## REQUIRED WORK
Retype the marketplace enrollment report below in full, word for word.

## PAGE TEXT
<<<<
Nearly 3.3 million have enrolled through health insurance marketplace, including more young adults

02/12/2014 4:02 PM

02/12/2014 4:02 PM

Nearly 3.3 million people have signed up for health insurance through the marketplaces established by President Barack Obama’s health care law and about one-fourth of them are young adults, the White House said Wednesday.

The Obama administration reported a modest uptick in the enrollment of young adults, a group avidly sought by insurers because they are usually healthier and need fewer costly medical services.

In a new report on enrollment, the administration said 1.9 million people had selected health care plans in the federal marketplace from October through January. That included 54,157 Missourians and 22,388 Kansans.

An additional 1.4 million chose plans offered through 15 state-run insurance exchanges.

In January alone, officials said, more than 1.1 million people signed up for insurance in the federal and state exchanges.
>>>>
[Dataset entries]
<<<<
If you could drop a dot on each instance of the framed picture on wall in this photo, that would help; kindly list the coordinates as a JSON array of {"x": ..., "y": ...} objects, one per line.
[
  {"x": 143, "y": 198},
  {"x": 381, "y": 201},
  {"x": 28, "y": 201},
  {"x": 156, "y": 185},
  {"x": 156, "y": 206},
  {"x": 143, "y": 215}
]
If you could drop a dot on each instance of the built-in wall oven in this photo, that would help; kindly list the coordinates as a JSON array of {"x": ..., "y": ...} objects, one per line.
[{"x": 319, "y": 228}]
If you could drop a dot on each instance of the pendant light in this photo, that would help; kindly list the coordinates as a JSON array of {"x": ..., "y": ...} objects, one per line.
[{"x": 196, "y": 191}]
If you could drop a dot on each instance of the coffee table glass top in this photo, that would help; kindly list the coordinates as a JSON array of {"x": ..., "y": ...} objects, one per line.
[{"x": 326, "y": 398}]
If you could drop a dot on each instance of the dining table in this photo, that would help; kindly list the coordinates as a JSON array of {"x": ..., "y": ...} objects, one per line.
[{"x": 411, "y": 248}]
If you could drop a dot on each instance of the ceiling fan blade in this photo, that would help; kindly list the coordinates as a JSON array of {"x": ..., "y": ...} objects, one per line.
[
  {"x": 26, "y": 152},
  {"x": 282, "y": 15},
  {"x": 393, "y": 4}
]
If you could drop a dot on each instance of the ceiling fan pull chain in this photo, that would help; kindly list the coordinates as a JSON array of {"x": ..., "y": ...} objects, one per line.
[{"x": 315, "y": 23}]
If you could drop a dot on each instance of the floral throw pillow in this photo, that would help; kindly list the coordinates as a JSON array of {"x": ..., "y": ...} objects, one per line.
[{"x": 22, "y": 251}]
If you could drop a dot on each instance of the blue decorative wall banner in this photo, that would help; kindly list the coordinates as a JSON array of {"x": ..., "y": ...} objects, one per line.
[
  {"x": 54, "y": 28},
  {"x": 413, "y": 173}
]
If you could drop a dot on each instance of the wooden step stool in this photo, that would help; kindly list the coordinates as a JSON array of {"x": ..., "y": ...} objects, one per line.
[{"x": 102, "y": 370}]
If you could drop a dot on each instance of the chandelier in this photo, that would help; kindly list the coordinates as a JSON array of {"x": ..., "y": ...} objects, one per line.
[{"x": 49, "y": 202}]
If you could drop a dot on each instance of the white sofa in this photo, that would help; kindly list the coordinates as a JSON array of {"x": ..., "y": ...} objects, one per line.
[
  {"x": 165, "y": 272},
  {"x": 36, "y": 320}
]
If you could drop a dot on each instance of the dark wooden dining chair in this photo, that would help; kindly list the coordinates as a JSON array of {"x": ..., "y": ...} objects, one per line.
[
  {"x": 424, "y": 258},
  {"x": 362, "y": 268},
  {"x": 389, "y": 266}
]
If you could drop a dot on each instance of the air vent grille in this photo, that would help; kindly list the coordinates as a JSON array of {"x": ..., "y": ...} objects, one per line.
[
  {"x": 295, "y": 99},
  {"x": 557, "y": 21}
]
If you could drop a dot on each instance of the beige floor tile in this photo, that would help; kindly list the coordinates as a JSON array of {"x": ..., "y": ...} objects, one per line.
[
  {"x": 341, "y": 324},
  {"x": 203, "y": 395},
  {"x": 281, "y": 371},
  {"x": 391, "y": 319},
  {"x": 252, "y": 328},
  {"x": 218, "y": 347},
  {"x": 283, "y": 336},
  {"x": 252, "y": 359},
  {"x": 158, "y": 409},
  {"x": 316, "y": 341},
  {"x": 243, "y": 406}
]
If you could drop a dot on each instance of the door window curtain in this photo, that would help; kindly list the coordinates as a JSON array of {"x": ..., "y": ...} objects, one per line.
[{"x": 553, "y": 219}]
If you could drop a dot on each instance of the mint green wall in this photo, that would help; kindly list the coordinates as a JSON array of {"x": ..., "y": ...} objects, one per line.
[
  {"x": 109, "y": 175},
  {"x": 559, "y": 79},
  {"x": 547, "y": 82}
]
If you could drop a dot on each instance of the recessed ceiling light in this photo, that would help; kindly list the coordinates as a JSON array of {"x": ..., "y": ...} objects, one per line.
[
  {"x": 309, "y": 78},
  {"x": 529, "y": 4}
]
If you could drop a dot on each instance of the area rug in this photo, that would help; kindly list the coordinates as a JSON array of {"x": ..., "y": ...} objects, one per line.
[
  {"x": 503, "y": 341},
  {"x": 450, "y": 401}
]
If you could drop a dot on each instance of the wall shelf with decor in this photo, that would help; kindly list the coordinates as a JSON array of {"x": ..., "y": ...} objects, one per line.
>>>>
## RESPONSE AREA
Nearly 3.3 million have enrolled through health insurance marketplace, including more young adults

02/12/2014 4:02 PM

02/12/2014 4:02 PM

Nearly 3.3 million people have signed up for health insurance through the marketplaces established by President Barack Obama’s health care law and about one-fourth of them are young adults, the White House said Wednesday.

The Obama administration reported a modest uptick in the enrollment of young adults, a group avidly sought by insurers because they are usually healthier and need fewer costly medical services.

In a new report on enrollment, the administration said 1.9 million people had selected health care plans in the federal marketplace from October through January. That included 54,157 Missourians and 22,388 Kansans.

An additional 1.4 million chose plans offered through 15 state-run insurance exchanges.

In January alone, officials said, more than 1.1 million people signed up for insurance in the federal and state exchanges.